_Exercise objective_:
Going through the entries below, count each line that holds "dark" and give only the total.

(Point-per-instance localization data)

━━━━━━━━━━━━━━━━

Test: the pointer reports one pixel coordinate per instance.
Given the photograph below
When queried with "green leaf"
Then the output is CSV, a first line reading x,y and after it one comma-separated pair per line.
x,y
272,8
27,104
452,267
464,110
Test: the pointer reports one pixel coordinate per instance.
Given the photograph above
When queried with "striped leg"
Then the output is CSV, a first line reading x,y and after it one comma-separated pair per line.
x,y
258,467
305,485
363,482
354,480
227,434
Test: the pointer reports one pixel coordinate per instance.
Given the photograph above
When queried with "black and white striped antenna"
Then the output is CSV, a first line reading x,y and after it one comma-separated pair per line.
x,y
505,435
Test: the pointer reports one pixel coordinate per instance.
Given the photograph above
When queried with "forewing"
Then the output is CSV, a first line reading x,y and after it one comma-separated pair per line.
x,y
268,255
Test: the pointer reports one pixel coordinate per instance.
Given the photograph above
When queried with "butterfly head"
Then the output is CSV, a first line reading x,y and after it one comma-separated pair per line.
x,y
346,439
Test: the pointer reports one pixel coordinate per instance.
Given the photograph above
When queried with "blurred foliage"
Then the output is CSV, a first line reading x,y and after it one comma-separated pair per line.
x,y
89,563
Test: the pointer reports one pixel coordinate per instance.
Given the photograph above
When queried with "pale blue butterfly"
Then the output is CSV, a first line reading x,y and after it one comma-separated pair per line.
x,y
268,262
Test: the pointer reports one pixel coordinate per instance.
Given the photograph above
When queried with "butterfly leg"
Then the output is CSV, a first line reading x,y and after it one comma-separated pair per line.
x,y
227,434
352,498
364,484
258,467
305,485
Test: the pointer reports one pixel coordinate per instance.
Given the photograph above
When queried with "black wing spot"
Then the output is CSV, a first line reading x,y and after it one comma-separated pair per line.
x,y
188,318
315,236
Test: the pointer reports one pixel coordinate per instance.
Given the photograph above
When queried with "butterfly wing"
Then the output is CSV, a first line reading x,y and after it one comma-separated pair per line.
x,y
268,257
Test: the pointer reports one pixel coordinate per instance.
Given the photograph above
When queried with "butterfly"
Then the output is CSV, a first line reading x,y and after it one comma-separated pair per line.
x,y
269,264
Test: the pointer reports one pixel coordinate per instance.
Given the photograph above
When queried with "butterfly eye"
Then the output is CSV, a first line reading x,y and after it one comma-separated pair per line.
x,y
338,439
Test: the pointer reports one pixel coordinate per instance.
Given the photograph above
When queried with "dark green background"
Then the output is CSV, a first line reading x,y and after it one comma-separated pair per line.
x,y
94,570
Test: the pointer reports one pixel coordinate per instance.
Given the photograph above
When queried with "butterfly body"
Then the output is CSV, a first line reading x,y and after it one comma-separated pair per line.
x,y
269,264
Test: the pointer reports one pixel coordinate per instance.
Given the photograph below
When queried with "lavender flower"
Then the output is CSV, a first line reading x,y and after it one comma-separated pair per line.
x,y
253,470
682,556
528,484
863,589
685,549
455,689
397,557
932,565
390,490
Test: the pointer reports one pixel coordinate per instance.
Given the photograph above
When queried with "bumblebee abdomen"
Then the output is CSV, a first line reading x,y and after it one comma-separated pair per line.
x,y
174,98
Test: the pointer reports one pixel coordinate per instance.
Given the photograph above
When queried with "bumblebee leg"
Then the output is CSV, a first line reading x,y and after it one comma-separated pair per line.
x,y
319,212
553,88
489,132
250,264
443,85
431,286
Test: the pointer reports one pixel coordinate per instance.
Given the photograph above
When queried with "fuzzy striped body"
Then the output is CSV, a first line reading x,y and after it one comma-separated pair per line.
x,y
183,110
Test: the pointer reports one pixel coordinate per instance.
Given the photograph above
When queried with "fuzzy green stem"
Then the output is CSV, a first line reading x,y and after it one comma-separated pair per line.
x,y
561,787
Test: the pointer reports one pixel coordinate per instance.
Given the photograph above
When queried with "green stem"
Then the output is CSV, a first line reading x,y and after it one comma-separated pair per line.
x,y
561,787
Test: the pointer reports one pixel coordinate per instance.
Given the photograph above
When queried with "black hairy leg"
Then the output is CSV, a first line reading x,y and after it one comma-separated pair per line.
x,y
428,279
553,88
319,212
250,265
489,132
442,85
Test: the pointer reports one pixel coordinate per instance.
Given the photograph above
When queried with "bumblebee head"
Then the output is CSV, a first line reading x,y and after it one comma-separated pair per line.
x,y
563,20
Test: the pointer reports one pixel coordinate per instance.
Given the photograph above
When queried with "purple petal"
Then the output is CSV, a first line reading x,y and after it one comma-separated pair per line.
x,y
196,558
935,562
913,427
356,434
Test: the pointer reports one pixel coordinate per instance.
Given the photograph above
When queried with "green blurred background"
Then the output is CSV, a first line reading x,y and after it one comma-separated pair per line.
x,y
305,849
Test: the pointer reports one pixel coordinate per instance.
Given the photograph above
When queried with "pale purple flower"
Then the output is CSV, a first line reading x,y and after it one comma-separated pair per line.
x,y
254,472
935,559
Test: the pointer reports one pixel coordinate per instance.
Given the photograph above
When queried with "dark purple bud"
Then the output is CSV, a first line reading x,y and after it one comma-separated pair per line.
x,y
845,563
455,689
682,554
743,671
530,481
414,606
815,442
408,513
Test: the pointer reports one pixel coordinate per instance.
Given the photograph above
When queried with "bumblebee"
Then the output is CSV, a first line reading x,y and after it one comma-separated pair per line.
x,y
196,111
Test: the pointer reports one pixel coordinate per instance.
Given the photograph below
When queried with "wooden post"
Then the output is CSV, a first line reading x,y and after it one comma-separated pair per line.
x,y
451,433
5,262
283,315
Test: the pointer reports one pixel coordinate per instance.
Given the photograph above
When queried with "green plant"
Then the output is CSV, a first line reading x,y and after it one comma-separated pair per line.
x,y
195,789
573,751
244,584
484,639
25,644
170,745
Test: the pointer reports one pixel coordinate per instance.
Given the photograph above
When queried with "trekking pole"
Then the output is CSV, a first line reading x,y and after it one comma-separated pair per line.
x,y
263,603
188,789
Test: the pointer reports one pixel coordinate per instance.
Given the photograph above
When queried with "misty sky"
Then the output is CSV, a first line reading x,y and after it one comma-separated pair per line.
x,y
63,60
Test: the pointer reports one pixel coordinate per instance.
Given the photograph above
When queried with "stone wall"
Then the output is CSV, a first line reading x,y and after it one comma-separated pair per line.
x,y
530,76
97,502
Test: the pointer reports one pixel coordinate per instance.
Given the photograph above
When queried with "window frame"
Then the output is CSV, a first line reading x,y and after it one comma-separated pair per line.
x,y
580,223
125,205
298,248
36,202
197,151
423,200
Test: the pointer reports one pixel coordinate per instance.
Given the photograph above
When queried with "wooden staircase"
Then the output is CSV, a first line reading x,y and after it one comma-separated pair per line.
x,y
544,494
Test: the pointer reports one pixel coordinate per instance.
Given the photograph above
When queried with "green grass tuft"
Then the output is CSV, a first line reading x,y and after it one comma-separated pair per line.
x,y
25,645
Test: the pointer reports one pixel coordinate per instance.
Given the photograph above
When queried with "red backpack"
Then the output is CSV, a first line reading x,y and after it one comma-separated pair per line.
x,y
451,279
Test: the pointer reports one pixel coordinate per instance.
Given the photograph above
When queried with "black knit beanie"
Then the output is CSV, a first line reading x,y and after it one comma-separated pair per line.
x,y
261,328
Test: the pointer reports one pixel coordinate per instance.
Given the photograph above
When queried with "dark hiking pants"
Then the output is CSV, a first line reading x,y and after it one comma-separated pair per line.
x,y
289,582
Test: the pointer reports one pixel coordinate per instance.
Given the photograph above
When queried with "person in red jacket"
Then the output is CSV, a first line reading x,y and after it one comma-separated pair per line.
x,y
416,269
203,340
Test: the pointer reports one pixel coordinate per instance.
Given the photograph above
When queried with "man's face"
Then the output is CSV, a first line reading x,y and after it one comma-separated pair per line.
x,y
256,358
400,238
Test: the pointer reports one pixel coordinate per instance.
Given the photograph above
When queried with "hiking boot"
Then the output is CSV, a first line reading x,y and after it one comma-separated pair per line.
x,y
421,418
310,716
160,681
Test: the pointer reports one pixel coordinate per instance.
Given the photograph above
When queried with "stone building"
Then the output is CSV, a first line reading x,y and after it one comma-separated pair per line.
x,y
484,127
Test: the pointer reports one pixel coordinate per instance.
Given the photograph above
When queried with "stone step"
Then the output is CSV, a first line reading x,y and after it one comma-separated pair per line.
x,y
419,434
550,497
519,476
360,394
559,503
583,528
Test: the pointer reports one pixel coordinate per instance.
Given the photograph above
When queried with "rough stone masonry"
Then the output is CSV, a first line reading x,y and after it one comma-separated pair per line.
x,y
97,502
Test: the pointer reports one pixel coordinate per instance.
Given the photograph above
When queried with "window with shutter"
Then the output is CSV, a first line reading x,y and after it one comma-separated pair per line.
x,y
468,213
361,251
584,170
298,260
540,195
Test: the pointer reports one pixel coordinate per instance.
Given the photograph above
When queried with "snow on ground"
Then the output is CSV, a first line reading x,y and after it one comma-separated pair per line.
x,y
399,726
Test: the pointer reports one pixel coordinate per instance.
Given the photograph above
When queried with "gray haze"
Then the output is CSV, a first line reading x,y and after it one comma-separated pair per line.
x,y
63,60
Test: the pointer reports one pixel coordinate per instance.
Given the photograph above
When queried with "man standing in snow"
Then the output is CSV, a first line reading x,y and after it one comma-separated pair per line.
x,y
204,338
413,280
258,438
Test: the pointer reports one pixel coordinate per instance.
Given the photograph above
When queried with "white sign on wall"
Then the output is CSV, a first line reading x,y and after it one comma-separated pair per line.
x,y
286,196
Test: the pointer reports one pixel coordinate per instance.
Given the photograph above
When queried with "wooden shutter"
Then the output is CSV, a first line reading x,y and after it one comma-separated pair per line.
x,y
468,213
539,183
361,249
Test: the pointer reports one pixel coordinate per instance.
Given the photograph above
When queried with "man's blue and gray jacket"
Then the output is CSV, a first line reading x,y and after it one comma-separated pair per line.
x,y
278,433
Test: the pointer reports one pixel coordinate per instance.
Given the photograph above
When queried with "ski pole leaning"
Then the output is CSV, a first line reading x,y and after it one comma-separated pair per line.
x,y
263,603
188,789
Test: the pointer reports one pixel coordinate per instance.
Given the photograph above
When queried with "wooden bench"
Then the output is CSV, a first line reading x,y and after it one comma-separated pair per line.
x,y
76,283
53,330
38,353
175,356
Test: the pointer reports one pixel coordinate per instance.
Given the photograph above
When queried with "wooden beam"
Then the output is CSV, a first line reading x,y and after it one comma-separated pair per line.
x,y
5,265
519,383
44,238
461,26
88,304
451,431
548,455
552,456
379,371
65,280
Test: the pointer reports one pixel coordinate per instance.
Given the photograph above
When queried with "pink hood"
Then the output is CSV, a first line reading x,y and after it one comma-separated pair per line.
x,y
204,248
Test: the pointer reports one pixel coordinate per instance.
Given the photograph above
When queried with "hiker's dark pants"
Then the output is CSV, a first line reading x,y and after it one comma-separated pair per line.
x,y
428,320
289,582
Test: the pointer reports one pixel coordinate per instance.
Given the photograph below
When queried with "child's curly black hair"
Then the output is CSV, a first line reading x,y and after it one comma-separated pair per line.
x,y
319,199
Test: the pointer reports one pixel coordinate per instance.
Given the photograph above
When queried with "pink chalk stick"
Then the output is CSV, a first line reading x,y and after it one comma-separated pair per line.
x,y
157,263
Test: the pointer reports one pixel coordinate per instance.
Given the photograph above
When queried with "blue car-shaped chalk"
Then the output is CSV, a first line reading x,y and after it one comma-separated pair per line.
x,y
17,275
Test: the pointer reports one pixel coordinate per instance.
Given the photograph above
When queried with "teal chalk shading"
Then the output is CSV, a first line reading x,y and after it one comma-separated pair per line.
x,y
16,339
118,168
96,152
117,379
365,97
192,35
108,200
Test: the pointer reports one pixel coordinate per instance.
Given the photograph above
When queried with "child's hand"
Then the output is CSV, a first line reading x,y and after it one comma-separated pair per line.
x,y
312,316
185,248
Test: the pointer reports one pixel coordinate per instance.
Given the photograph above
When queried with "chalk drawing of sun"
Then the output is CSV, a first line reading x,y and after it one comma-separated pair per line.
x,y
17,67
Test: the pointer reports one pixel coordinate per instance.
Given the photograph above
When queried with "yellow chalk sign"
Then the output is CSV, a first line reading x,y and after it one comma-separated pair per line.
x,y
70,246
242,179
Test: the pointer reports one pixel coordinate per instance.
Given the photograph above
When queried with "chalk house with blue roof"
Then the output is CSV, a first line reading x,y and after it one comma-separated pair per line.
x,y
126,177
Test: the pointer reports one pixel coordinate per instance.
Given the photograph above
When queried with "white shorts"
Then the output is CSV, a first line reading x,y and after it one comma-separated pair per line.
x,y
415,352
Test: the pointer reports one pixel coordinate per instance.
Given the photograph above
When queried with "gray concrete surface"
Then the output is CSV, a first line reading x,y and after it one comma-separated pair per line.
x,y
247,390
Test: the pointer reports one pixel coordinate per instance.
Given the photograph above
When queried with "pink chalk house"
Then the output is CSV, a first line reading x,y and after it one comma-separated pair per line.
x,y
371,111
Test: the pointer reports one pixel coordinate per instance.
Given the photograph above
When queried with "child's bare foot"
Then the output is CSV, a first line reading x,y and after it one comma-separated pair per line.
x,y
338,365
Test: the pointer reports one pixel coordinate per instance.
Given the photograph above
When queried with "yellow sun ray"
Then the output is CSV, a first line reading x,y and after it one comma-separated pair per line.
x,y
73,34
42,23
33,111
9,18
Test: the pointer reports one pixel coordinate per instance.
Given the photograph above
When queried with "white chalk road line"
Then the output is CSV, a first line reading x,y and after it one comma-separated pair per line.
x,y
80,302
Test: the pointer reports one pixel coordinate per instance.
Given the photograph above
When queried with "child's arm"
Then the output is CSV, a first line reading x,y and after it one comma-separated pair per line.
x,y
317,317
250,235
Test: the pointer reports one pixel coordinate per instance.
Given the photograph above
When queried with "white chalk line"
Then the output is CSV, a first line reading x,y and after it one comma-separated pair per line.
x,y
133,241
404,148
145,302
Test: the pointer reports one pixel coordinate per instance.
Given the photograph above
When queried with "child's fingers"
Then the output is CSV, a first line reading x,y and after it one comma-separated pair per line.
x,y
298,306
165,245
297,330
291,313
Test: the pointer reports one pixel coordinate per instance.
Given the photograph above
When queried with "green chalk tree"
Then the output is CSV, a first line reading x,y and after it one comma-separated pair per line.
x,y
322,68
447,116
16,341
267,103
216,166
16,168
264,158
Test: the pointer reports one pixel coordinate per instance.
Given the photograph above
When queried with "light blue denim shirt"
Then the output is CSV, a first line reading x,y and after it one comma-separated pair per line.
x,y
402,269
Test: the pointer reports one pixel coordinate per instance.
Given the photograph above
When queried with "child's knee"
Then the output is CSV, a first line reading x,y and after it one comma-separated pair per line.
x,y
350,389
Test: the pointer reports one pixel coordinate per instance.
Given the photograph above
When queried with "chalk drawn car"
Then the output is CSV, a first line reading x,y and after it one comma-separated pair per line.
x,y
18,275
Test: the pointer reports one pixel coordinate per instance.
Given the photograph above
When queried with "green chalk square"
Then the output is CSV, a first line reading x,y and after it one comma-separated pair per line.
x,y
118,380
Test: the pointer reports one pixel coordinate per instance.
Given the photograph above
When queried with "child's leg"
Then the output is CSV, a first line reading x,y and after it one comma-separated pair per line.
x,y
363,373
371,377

━━━━━━━━━━━━━━━━

_Completed task_:
4